• [Your task]
Filter the entries for the word "below". Copy each line that has it.

━━━ Source material

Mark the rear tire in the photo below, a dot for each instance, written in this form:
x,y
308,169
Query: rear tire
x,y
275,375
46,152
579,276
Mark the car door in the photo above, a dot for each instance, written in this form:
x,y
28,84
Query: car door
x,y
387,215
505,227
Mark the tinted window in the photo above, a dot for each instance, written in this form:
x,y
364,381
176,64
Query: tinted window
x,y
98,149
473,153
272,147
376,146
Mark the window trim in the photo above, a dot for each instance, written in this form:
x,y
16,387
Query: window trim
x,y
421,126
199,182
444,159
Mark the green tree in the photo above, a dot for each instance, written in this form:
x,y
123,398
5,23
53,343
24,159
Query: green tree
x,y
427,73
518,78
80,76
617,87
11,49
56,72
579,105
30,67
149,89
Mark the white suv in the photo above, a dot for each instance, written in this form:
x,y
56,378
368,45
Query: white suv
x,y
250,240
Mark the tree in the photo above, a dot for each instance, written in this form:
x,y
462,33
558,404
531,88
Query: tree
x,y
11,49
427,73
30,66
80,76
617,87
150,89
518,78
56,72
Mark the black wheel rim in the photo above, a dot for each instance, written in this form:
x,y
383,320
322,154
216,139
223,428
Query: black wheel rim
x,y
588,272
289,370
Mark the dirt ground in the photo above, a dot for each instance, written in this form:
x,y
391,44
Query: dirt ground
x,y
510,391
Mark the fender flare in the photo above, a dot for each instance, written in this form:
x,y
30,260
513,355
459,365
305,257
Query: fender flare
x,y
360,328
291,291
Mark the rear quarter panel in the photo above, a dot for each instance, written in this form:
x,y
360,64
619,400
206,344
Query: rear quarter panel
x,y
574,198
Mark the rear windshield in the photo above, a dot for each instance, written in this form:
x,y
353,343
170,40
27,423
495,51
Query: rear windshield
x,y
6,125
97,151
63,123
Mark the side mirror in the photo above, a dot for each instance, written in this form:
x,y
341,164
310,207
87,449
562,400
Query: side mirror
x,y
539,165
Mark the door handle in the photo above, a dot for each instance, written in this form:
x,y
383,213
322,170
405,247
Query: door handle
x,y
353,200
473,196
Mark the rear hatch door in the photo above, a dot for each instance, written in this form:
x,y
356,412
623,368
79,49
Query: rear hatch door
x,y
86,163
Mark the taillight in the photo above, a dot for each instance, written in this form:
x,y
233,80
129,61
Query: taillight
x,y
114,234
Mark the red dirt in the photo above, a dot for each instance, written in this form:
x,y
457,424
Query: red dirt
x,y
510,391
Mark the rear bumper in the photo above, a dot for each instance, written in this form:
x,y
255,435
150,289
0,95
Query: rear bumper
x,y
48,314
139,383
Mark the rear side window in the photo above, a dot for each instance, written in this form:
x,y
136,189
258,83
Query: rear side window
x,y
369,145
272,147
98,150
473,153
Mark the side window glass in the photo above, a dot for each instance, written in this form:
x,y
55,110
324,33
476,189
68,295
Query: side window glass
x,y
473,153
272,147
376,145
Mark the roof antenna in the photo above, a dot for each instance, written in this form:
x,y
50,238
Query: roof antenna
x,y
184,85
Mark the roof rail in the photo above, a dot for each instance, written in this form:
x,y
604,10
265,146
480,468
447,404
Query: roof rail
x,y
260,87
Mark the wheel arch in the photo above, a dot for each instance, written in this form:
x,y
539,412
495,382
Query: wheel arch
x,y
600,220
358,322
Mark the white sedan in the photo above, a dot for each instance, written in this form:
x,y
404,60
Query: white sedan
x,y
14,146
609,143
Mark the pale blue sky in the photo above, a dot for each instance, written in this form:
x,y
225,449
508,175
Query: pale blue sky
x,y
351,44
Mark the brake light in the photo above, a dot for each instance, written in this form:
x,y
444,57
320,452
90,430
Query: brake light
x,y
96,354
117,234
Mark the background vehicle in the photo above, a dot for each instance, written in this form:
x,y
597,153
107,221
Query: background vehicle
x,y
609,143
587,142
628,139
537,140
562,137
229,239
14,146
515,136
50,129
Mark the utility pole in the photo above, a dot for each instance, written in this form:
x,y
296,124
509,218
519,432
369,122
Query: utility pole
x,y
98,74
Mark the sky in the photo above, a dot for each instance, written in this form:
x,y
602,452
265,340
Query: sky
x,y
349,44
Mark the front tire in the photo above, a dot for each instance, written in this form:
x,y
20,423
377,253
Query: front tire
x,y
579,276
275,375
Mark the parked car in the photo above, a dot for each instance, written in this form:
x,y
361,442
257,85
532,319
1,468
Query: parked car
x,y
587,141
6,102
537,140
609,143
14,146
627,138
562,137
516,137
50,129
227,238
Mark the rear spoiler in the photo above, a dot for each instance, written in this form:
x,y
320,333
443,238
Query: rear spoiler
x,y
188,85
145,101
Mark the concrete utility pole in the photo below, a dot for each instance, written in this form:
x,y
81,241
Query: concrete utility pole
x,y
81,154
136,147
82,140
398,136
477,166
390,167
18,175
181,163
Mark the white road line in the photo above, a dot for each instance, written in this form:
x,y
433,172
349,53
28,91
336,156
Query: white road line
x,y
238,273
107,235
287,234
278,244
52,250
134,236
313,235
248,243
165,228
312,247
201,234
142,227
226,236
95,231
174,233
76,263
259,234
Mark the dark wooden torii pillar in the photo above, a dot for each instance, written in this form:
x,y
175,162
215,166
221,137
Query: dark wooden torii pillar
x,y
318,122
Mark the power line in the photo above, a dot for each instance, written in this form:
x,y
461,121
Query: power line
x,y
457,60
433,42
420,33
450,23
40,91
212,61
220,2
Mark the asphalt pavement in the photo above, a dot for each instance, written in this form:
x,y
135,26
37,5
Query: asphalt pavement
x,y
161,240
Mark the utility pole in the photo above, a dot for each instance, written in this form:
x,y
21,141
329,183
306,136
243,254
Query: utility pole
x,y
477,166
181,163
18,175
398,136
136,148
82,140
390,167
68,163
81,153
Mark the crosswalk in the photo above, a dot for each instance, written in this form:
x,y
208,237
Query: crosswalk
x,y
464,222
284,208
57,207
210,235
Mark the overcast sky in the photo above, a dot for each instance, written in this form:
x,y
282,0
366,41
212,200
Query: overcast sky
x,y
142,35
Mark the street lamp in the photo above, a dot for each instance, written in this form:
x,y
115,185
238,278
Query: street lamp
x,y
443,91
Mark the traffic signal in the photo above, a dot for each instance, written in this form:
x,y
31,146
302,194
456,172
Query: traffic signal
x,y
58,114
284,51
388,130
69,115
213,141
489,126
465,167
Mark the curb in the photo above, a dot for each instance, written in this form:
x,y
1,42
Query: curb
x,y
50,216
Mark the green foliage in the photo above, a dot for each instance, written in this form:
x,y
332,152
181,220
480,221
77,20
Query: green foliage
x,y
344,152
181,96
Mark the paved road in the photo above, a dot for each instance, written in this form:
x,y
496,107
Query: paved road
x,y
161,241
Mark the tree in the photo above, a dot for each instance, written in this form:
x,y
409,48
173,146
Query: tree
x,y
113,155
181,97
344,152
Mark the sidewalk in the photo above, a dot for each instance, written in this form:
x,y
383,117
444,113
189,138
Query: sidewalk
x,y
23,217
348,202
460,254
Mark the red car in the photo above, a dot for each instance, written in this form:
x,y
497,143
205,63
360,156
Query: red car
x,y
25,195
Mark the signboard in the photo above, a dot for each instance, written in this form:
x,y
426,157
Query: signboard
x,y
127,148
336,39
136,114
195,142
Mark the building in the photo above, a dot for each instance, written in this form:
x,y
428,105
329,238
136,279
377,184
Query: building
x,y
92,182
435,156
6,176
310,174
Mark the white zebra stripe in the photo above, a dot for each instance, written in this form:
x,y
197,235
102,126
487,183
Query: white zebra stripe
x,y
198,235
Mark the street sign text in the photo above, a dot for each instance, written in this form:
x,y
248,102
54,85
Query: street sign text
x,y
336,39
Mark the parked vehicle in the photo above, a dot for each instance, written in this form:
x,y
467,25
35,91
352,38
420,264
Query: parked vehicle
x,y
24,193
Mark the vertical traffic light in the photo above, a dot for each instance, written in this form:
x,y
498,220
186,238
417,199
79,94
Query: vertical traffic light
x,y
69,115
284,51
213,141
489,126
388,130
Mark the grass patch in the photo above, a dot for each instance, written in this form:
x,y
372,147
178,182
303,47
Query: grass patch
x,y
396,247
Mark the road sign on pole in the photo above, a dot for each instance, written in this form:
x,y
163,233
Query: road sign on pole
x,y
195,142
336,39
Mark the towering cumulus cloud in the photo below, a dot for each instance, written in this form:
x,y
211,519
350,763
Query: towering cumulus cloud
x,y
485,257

━━━━━━
━━━ Source material

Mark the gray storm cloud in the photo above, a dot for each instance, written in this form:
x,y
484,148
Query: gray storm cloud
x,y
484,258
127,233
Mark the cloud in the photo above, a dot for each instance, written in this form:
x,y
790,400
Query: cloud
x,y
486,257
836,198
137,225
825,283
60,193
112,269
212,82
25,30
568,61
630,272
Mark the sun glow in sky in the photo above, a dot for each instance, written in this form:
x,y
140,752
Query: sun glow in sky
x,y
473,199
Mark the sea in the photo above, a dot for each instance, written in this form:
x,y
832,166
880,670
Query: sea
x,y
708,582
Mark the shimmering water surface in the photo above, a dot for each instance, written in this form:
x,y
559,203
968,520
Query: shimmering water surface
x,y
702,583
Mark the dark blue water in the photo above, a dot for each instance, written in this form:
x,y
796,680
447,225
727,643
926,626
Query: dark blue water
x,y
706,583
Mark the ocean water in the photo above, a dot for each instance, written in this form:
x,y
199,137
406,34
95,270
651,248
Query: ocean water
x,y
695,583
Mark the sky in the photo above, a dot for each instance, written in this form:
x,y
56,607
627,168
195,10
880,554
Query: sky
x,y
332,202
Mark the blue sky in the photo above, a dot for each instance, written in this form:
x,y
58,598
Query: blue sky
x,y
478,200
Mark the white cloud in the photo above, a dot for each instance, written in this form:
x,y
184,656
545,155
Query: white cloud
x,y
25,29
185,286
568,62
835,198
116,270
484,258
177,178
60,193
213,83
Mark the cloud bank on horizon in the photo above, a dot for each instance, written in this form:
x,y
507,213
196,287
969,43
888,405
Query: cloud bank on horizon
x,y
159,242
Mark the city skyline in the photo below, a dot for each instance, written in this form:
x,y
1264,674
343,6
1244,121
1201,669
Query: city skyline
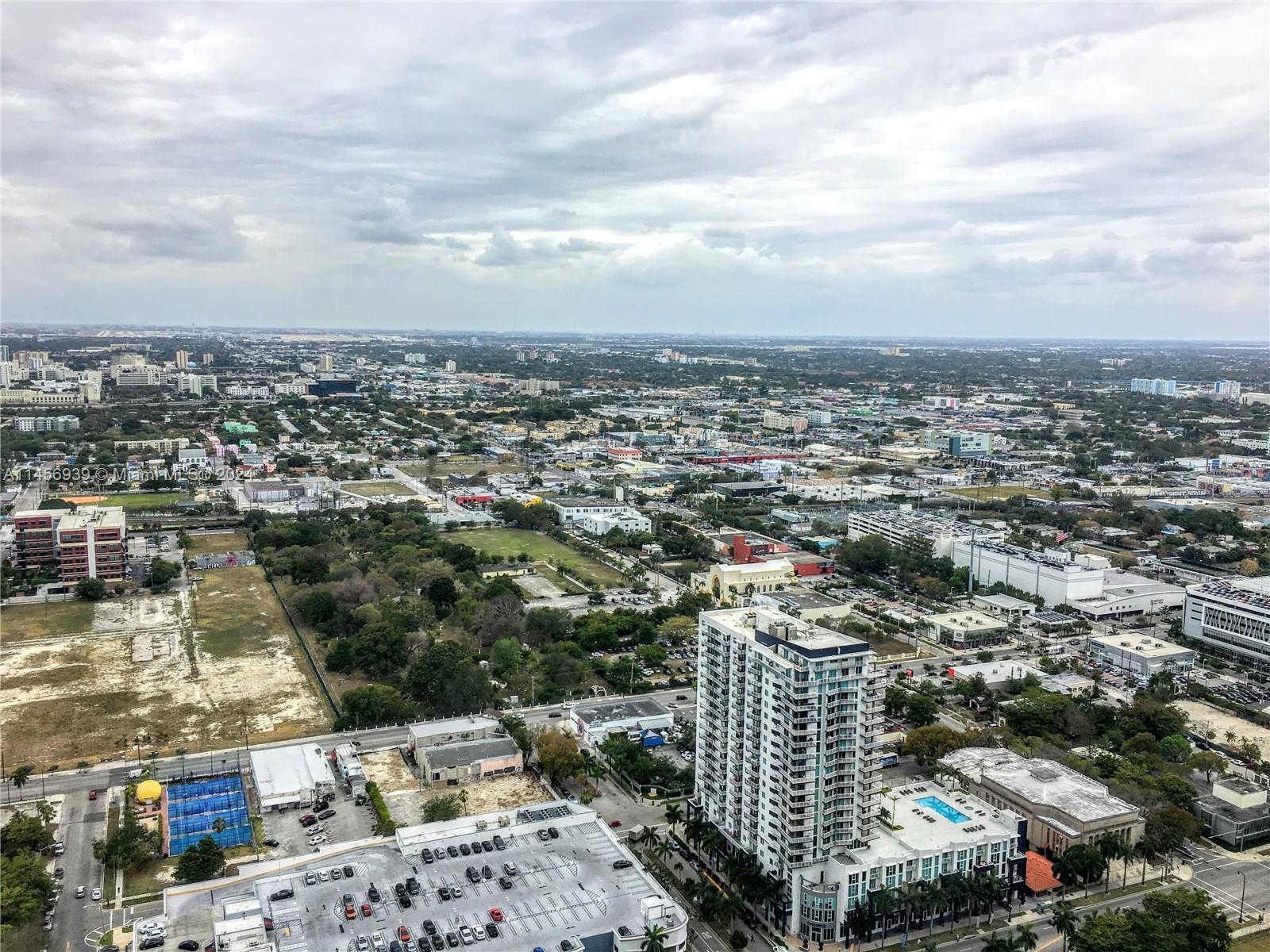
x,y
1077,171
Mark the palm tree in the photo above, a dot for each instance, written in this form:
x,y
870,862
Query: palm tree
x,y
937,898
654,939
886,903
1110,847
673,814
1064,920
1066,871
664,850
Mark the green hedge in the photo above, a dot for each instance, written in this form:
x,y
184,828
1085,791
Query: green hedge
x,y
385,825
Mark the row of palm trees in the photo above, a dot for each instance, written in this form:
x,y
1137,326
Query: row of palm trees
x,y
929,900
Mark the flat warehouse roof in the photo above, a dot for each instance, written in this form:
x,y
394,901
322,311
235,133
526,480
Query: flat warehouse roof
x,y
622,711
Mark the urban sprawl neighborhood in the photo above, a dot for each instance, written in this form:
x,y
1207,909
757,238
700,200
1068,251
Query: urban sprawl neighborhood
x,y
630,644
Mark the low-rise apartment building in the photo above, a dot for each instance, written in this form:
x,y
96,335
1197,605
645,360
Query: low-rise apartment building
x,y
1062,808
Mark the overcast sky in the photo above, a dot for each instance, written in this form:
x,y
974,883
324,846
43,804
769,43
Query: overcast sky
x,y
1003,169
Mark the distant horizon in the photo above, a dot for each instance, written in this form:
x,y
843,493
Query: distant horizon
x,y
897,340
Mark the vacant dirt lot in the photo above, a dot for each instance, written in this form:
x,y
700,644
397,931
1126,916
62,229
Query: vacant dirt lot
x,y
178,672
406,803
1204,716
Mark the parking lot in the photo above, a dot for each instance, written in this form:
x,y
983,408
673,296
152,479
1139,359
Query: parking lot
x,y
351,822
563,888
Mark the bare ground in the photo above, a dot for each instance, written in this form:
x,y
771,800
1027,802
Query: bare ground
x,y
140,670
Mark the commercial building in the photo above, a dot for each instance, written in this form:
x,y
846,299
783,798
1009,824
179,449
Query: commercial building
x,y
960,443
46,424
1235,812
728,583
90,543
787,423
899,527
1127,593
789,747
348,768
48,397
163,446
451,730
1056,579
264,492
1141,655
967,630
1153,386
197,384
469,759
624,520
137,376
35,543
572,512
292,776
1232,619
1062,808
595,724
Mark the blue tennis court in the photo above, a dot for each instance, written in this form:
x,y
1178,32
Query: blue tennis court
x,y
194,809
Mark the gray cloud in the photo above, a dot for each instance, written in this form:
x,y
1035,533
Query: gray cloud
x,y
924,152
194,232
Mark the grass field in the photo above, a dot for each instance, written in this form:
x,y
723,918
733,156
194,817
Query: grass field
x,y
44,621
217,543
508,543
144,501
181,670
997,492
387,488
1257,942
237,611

━━━━━━

• [Your response]
Mark the rear tire in the photo below, a dot for each instance, written in this form:
Mark the concrete utility pole in the photo below, a dot for each instance, written in this form:
Mark the towering cumulus cloud in the photo below, a dot for each instance, written in this form:
Mark the city skyline in the photo below, a dot for each instance, written in this form:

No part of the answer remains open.